[Referring expression data]
---

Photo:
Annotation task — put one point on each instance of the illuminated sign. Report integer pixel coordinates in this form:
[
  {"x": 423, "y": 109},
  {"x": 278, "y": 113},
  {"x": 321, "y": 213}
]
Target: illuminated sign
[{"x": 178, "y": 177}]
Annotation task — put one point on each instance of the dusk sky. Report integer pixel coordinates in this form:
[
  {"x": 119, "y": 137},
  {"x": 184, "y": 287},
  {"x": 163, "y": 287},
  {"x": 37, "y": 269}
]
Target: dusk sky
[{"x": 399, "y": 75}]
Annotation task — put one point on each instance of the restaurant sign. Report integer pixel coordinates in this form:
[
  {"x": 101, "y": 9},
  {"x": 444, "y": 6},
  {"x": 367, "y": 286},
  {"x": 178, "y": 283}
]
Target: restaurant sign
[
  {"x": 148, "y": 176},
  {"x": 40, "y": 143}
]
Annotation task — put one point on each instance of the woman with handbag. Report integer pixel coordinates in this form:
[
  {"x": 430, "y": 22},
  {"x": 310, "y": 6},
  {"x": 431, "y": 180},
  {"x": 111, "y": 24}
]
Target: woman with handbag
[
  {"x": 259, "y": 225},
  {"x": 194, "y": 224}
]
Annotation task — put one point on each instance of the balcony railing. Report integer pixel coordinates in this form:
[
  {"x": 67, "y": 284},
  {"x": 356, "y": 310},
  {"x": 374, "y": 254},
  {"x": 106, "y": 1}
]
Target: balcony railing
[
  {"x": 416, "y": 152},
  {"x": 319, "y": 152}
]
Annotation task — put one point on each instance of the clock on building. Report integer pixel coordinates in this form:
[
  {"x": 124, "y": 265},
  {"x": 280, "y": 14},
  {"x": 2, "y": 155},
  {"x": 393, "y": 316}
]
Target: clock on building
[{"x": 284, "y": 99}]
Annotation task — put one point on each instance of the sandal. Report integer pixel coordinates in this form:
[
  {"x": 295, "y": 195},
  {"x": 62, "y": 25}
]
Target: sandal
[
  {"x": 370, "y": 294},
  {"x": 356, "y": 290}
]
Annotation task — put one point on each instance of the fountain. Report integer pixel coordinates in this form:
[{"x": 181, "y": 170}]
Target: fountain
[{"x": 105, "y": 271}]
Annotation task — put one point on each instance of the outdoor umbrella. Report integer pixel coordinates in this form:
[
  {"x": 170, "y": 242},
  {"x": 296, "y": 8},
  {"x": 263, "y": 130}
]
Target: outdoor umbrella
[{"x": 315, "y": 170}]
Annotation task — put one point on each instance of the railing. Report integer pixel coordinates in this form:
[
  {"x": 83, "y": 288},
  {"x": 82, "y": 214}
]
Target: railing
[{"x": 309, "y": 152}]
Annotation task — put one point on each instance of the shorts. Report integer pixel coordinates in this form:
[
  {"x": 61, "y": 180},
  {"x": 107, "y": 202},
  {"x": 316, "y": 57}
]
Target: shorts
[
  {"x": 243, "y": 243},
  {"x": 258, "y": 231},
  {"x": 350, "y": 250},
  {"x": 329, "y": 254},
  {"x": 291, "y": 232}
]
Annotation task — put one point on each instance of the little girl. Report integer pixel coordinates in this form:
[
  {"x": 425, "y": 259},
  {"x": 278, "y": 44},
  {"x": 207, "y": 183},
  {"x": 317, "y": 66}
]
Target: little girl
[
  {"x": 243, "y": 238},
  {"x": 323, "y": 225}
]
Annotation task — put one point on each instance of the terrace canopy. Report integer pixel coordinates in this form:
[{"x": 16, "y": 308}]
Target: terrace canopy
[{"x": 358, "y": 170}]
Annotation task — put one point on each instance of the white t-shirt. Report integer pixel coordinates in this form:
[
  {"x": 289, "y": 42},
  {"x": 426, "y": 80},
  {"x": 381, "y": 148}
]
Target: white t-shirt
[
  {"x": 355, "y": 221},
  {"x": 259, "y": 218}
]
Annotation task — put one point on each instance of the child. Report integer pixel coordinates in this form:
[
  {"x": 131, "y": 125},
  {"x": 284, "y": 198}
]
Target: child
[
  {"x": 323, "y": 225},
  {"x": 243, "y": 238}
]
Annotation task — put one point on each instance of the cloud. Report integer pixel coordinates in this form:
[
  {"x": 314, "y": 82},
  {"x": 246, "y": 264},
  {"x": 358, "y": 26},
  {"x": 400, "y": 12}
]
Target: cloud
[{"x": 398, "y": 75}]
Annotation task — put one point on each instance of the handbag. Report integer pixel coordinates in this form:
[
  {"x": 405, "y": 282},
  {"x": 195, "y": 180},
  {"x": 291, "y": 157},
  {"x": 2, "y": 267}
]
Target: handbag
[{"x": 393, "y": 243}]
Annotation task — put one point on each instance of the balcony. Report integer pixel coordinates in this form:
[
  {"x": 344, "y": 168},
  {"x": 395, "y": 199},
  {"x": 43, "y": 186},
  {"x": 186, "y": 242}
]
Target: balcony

---

Give the data again, exactly as it stands.

◆ EXERCISE ANSWER ◆
Photo:
Annotation task — put one point on each instance of the illuminated sign. Report integer pixel coordinates in this form:
[
  {"x": 423, "y": 109},
  {"x": 278, "y": 113},
  {"x": 321, "y": 213}
]
Target: illuminated sign
[{"x": 178, "y": 177}]
Annotation task — put one point on each instance of the dusk sky. Report integer pixel coordinates in this form:
[
  {"x": 119, "y": 137},
  {"x": 184, "y": 287},
  {"x": 163, "y": 287},
  {"x": 37, "y": 269}
]
Target: dusk sky
[{"x": 399, "y": 75}]
Annotation task — put one point on each instance of the restaurant sign. Report integer pixel coordinates in this form:
[
  {"x": 101, "y": 9},
  {"x": 444, "y": 6},
  {"x": 367, "y": 286},
  {"x": 178, "y": 283}
]
Target: restaurant sign
[
  {"x": 148, "y": 176},
  {"x": 40, "y": 143}
]
Annotation task — put one point on each instance of the woman with handbag. Report integer pixel coordinates in this form:
[
  {"x": 430, "y": 22},
  {"x": 310, "y": 6},
  {"x": 431, "y": 180},
  {"x": 111, "y": 24}
]
Target: woman with handbag
[
  {"x": 259, "y": 225},
  {"x": 194, "y": 224}
]
Annotation task — put one point on each instance of the balcony railing. Report integer pixel coordinates in this form:
[
  {"x": 67, "y": 284},
  {"x": 356, "y": 310},
  {"x": 374, "y": 254},
  {"x": 106, "y": 1}
]
Target: balcony railing
[
  {"x": 416, "y": 152},
  {"x": 319, "y": 152}
]
Annotation task — put one point on each instance of the clock on building. Report integer pixel coordinates in this form:
[
  {"x": 124, "y": 265},
  {"x": 280, "y": 14},
  {"x": 2, "y": 155},
  {"x": 393, "y": 316}
]
Target: clock on building
[{"x": 284, "y": 99}]
Annotation task — put one point on each instance of the sandal. Report integer pixel coordinates in this form:
[
  {"x": 295, "y": 195},
  {"x": 62, "y": 25}
]
Target: sandal
[
  {"x": 370, "y": 294},
  {"x": 356, "y": 290}
]
Annotation task — put one point on each instance of the fountain. Report integer pixel coordinates in this form:
[{"x": 181, "y": 170}]
Target: fountain
[{"x": 105, "y": 271}]
Annotation task — put one point on each instance of the outdoor umbrella. Report integer pixel coordinates in this form:
[
  {"x": 170, "y": 242},
  {"x": 296, "y": 8},
  {"x": 263, "y": 130}
]
Target: outdoor umbrella
[{"x": 315, "y": 170}]
Annotation task — put one point on each instance of the railing. Report integer pixel coordinates in this form:
[
  {"x": 83, "y": 288},
  {"x": 82, "y": 214}
]
Target: railing
[{"x": 309, "y": 152}]
Annotation task — put one point on each instance of the shorts. Report integer pixel coordinates in this form:
[
  {"x": 61, "y": 180},
  {"x": 107, "y": 202},
  {"x": 316, "y": 57}
]
Target: shorts
[
  {"x": 243, "y": 243},
  {"x": 258, "y": 231},
  {"x": 350, "y": 250},
  {"x": 329, "y": 254},
  {"x": 291, "y": 232}
]
Annotation task — put one point on each instance of the little girl. Report integer pixel coordinates in this form:
[
  {"x": 425, "y": 259},
  {"x": 278, "y": 44},
  {"x": 207, "y": 183},
  {"x": 317, "y": 66}
]
Target: little girl
[
  {"x": 243, "y": 238},
  {"x": 323, "y": 225}
]
Annotation task — put one point on each instance of the terrace canopy. Report integer pixel coordinates in this form:
[{"x": 16, "y": 308}]
Target: terrace canopy
[{"x": 358, "y": 170}]
Annotation task — put one point on each instance of the white t-shirt. Report integer pixel coordinates in this form:
[
  {"x": 289, "y": 42},
  {"x": 426, "y": 80},
  {"x": 381, "y": 148}
]
Target: white t-shirt
[
  {"x": 355, "y": 221},
  {"x": 259, "y": 218}
]
Annotation task — put one point on each instance of the child. Report integer pixel coordinates in this form:
[
  {"x": 131, "y": 125},
  {"x": 284, "y": 198}
]
Target: child
[
  {"x": 323, "y": 225},
  {"x": 243, "y": 238}
]
Annotation task — put one point on each instance of the cloud. Report integer pixel coordinates in this form:
[
  {"x": 314, "y": 82},
  {"x": 246, "y": 264},
  {"x": 358, "y": 26},
  {"x": 400, "y": 12}
]
Target: cloud
[{"x": 398, "y": 75}]
Annotation task — put one point on each instance of the handbag. Report integer pixel coordinates in this form:
[
  {"x": 405, "y": 282},
  {"x": 195, "y": 180},
  {"x": 291, "y": 157},
  {"x": 2, "y": 267}
]
Target: handbag
[{"x": 393, "y": 243}]
Annotation task — put one point on each instance of the balcony. Report integer pixel coordinates in this form:
[
  {"x": 344, "y": 168},
  {"x": 395, "y": 199},
  {"x": 43, "y": 186},
  {"x": 186, "y": 242}
]
Target: balcony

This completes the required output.